**What you need to do:** Nothing should be left out: output all of the entries exactly.

**Dataset:**
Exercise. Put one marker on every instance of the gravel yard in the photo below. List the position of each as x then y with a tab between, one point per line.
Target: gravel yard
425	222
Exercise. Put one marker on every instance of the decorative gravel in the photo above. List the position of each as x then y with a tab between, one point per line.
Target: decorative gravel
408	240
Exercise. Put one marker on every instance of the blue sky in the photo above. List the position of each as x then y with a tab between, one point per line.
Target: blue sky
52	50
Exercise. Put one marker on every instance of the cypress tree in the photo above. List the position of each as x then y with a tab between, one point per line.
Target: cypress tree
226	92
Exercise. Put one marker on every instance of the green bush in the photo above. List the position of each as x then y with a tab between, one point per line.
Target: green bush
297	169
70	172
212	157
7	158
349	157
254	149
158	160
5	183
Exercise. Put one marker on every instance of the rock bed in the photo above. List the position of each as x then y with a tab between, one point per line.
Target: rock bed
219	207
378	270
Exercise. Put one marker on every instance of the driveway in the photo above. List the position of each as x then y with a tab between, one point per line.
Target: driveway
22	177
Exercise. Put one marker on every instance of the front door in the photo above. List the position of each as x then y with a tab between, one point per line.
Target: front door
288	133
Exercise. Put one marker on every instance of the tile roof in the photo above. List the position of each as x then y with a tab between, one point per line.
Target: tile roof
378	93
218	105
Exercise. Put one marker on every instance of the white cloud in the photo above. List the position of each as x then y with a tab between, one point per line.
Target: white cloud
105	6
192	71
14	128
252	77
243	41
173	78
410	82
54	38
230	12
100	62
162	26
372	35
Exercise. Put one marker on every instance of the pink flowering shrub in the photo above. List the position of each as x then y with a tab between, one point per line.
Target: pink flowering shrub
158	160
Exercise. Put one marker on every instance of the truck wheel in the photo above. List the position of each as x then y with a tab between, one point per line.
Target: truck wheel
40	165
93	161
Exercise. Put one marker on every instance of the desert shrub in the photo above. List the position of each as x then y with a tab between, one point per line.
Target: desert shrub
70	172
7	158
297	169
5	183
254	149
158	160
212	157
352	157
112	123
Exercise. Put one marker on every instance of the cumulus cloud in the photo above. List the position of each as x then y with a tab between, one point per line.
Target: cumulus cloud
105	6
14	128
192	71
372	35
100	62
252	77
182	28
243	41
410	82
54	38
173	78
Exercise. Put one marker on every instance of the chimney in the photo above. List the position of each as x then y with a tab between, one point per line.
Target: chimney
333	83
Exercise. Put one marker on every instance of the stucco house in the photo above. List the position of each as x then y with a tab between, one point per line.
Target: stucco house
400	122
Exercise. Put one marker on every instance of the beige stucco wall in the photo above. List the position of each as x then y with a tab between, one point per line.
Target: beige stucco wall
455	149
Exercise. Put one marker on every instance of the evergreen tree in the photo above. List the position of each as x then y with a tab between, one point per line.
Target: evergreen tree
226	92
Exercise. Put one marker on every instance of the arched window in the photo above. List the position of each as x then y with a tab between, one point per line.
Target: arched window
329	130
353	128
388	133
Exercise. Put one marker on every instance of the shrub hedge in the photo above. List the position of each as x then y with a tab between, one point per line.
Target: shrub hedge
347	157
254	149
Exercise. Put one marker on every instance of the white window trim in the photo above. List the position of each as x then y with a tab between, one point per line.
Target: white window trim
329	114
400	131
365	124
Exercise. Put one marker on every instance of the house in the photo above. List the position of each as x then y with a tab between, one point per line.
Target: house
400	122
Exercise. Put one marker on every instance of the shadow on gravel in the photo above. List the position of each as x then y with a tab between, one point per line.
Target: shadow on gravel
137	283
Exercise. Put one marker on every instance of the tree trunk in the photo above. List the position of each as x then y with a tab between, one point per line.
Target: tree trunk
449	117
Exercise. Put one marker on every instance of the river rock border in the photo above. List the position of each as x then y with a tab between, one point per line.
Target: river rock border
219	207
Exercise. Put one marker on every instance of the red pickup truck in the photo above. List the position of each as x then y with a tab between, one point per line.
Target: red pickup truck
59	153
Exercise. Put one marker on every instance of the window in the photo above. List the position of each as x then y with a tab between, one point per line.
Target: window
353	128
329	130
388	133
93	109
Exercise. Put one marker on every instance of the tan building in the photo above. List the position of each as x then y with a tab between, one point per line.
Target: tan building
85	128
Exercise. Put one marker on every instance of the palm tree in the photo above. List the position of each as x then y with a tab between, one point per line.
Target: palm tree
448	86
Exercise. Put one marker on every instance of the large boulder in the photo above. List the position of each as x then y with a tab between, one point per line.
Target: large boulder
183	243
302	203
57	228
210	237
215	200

**Completed exercise:**
Exercise. Put one marker on every instance of the gravel yard in the photo below. List the position of each as x then y with a tab between, one point per line.
Target: gravel yard
425	222
Exercise. Put one marker on every instance of the decorative gravel in the photo above. List the position of each as x then y with a tab between, one point per line.
Target: decorative gravel
408	240
Exercise. Put one marker on every instance of the blue sky in the photo above. List the position of each as x then y with a tab between, one point per line.
Target: blue sky
52	50
Exercise. Put one marker on every instance of the cypress tree in the photo above. List the position of each as x then y with a tab between, one point per line.
Target: cypress tree
226	92
Exercise. Put one marker on every instance of the green bush in the photo above. List the position of each as x then y with a tab between, one point per line.
Target: green bush
297	169
70	172
212	157
7	158
349	157
254	149
158	160
5	183
Exercise. Put one marker on every instance of the rock bed in the photo above. List the position of each as x then y with a tab between, one point per line.
Target: rock bed
219	207
378	270
Exercise. Put one marker on every instance of the driveway in the photo above. List the position of each as x then y with a tab between, one point per line.
Target: driveway
22	177
Exercise. Put one marker on every instance of the front door in the photo above. List the position of each as x then y with a tab between, one point per line.
Target: front door
288	133
Exercise. Put one marker on every instance of the tile roof in the photo above. List the position of each as x then y with a tab between, one point per line.
Target: tile roof
378	93
218	105
Exercise. Put one marker on every instance of the white cloud in the photo above. List the position of each as x then y with a tab between, one point per line.
Target: white cloud
105	6
192	71
14	128
252	77
243	41
173	78
410	82
54	38
230	12
100	62
162	26
372	35
Exercise. Put one marker on every instance of the pink flowering shrub in the photo above. List the position of each as x then y with a tab between, one point per line.
Target: pink flowering shrub
158	160
Exercise. Put one marker on every instance of the truck wheel in the photo above. List the position of each as x then y with a tab between, one point per line.
Target: truck wheel
40	165
93	161
Exercise. Put one marker on every instance of the desert shrub in the photo above. List the position of each as x then y with a tab between, one point per line.
Target: desert shrub
70	172
7	158
297	169
5	183
254	149
158	160
212	157
352	157
112	123
Exercise. Put one marker on every instance of the cumulus cloud in the photo above. List the position of each as x then y with a tab between, one point per line.
Target: cumulus cloud
105	6
14	128
192	71
372	35
100	62
252	77
182	28
243	41
410	82
54	38
173	78
Exercise. Put one marker on every instance of the chimney in the photo above. List the position of each as x then y with a tab between, one point per line.
Target: chimney
333	83
Exercise. Put one marker on every instance of the stucco house in the photo above. List the position of each as x then y with a tab between, one point per line.
Target: stucco house
400	122
Exercise. Put one marker on every instance of the beige stucco wall in the photo above. List the position of each as x then y with a tab between, one point per line.
Target: beige stucco wall
455	149
Exercise. Put one marker on every instance of the evergreen tree in the photo above. List the position of each as x then y with a tab between, one point per line.
Target: evergreen tree
226	92
Exercise. Put one marker on every instance of the arched window in the photo above. List the position of each as x then y with a tab between, one point per line.
Target: arched window
329	130
353	128
388	133
Exercise. Put one marker on every instance of the shrub hedge in the photo above. List the position of each as x then y with a tab between, one point per line.
Target: shrub hedge
347	157
254	149
Exercise. Put one marker on every instance of the white window trim in the photo above. List the position of each as x then y with a tab between, one point per line.
Target: white window trim
329	114
400	131
365	124
Exercise. Put one marker on every instance of the house in the photo above. List the position of each as x then y with a tab between, one point per line.
Target: house
400	122
Exercise. Put one marker on every instance of the shadow on gravel in the photo above. List the position of each as x then y with a tab between, one point per line.
Target: shadow on gravel
137	283
Exercise. Put one marker on every instance of the tree trunk in the photo above. List the position of each as x then y with a tab between, one point per line.
Target: tree trunk
449	117
Exercise. Put one marker on every instance of the river rock border in the photo above. List the position of each as x then y with a tab between, one point per line.
Target: river rock border
219	207
Exercise. Put one marker on every instance of the red pickup truck in the photo above. List the position of each as x then y with a tab between, one point per line.
Target: red pickup truck
59	153
Exercise. Put one marker on every instance of the window in the photo above. List the position of each as x then y with a tab between, one point per line.
Target: window
353	128
329	130
388	133
93	109
Exercise. Put one marker on every instance of the tan building in the photo above. List the position of each as x then y with a tab between, one point per line.
Target: tan building
85	128
Exercise. Put one marker on every instance of the palm tree in the photo above. List the position of each as x then y with a tab between, one point per line.
Target: palm tree
448	86
Exercise. Put one marker on every instance of the large boulder in the photo above. List the position of each as x then y with a tab between, one point per line.
Target: large boulder
183	243
302	203
57	228
210	237
215	200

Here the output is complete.